> Document passage:
=== Begin Enclosure ===

Adduction Stretch for Inner-Thigh Adductor Muscles


Your adductor muscles extend from the lower part of your pelvis to various parts of the femur and inner knee. Although these muscles work together to adduct your legs -- or move your legs closer to the midline of your body, they also assist your legs and hips in flexion and extension and stabilize the pelvis and legs when you move. The type of stretching you do to improve the adductors' mobility depends on the sports you play and the activities you take part in.

Static vs. Dynamic Stretching

  • Old-school fitness handouts may tell you to stretch before you exercise, but this advice can decrease your exercise performance. A study published in the "Scandanavian Journal of Medicine & Science in Sports" in 2010 showed that participants who performed static stretching -- holding a stretch for 20 to 30 seconds -- had a 5.4 percent decrease in their strength before they exercised. In another study published in the "Journal of Strength and Conditioning Research" in 2005, participants who performed static stretching before exercising showed no improvement in leg extension power. However, those who performed dynamic stretching -- moving your muscles and joints within their full range of motion repetitively -- improved their leg extension power. This concept can be applied to any muscle group in your body, including your adductors. Therefore, you should perform dynamic stretching before a workout, which stimulates your nervous system to activate your muscles. Save static stretching for after your workout.

Ground Stretches

  • Stretching on the floor places less pressure on your spine and hips and allows you to relax more, especially if you're in the supine position. Although most stretches in this position focus more on hip abduction -- moving away from the midline of your body -- rather than adduction, there are a few stretches you can do to work on hip adduction. For static stretching, lie supine on the floor with your left outer knee touching the doorway. Raise your right leg up to about 90 degrees without moving your left leg and bring your right heel to rest against the edge of the doorway. As you hold the stretch, flex your toes toward your face and turn your knee out and away from you slightly, emphasizing the stretch in your adductors. For dynamic stretching, lie supine on the floor and put your feet together. Bend your knees, bringing your heels close to your groin. Inhale as you bring your knees up and in and exhale as you lower your knees toward the floor.

Standing Stretches

  • Dynamic stretching in the standing position provides a quick way to loosen up your hips and legs while stretching your adductors. The lateral leg swing is one such exercise that works on core stability in your torso while working on your hips' range of motion. With your hands against a wall for support, swing one leg side to the side in front of you like pendulum, but without excessive torso rotation. Static stretching with hip adduction can be performed by putting one leg up on a table and moving your leg toward the center of your body until you feel a stretch in your butt.

Be Specific With Your Stretches

  • To improve your athletic performance and reduce your risk of injury, choose adduction stretches that closely mimic that movement patterns for your particular sport or activity. This concept is based on the SAID principle -- specific adaptation to imposed demands -- which states that "your body will adapt specifically to whatever you train it to do," according to physical therapist Tony Ingram. If you have good range of motion in adduction from a supine position, it doesn't mean that you will also have the same amount of flexibility in the standing position. Therefore, runners and ballet dancers should perform hip-adduction stretches in a standing position, such as leg swings, for their warm-ups,. Likewise, wrestlers and floor gymnasts should perform ground stretches in their warm-ups.

=== End Enclosure ===

> Work to complete:
#1 Please retype the part of the adductor stretch article that opens with the words containing "Be Specific With" and closes with "in their warm-ups.".
#2 Answer these questions from the adductor stretch article, one per line:
(a) For how long is a stretch held in static stretching?
(b) What does the SAID principle stand for?
(c) What kind of stretches should wrestlers and floor gymnasts do in their warm-ups?

> Provided material:
=== Begin Enclosure ===

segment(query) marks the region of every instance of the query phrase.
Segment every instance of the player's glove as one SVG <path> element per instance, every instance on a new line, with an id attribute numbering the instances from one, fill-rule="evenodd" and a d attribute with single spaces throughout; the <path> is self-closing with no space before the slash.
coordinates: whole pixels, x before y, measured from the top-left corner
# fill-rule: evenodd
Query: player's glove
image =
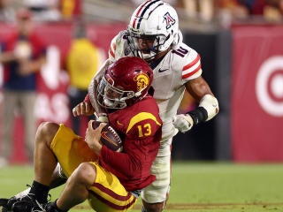
<path id="1" fill-rule="evenodd" d="M 181 132 L 189 131 L 194 125 L 194 120 L 189 114 L 179 114 L 172 118 L 173 125 Z"/>
<path id="2" fill-rule="evenodd" d="M 96 121 L 108 123 L 109 119 L 106 113 L 96 113 Z"/>

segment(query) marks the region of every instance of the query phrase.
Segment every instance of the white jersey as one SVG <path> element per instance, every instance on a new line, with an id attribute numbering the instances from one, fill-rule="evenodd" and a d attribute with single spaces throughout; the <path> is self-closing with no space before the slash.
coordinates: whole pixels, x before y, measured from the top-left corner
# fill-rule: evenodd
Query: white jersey
<path id="1" fill-rule="evenodd" d="M 109 58 L 115 61 L 120 57 L 134 56 L 125 37 L 126 31 L 121 31 L 111 41 Z M 202 74 L 201 59 L 198 53 L 181 42 L 171 49 L 160 63 L 153 67 L 154 98 L 159 106 L 163 120 L 162 140 L 173 137 L 178 131 L 172 125 L 185 92 L 185 84 Z"/>

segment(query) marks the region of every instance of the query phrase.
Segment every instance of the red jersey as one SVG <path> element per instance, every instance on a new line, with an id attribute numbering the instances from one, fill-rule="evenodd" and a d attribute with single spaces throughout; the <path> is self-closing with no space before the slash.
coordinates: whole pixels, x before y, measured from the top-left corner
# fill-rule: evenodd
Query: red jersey
<path id="1" fill-rule="evenodd" d="M 140 190 L 155 180 L 150 167 L 161 140 L 162 121 L 154 98 L 146 98 L 130 107 L 108 114 L 110 125 L 123 140 L 123 152 L 103 146 L 100 163 L 115 174 L 127 191 Z"/>

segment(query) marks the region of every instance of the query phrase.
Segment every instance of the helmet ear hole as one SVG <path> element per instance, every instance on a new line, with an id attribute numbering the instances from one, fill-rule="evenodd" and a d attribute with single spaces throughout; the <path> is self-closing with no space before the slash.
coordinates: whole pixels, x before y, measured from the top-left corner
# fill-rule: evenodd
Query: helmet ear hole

=== End Enclosure ===

> Solutions for each task:
#1
Be Specific With Your Stretches

  • To improve your athletic performance and reduce your risk of injury, choose adduction stretches that closely mimic that movement patterns for your particular sport or activity. This concept is based on the SAID principle -- specific adaptation to imposed demands -- which states that "your body will adapt specifically to whatever you train it to do," according to physical therapist Tony Ingram. If you have good range of motion in adduction from a supine position, it doesn't mean that you will also have the same amount of flexibility in the standing position. Therefore, runners and ballet dancers should perform hip-adduction stretches in a standing position, such as leg swings, for their warm-ups,. Likewise, wrestlers and floor gymnasts should perform ground stretches in their warm-ups.

#2
(a) 20 to 30 seconds
(b) Specific adaptation to imposed demands
(c) Ground stretches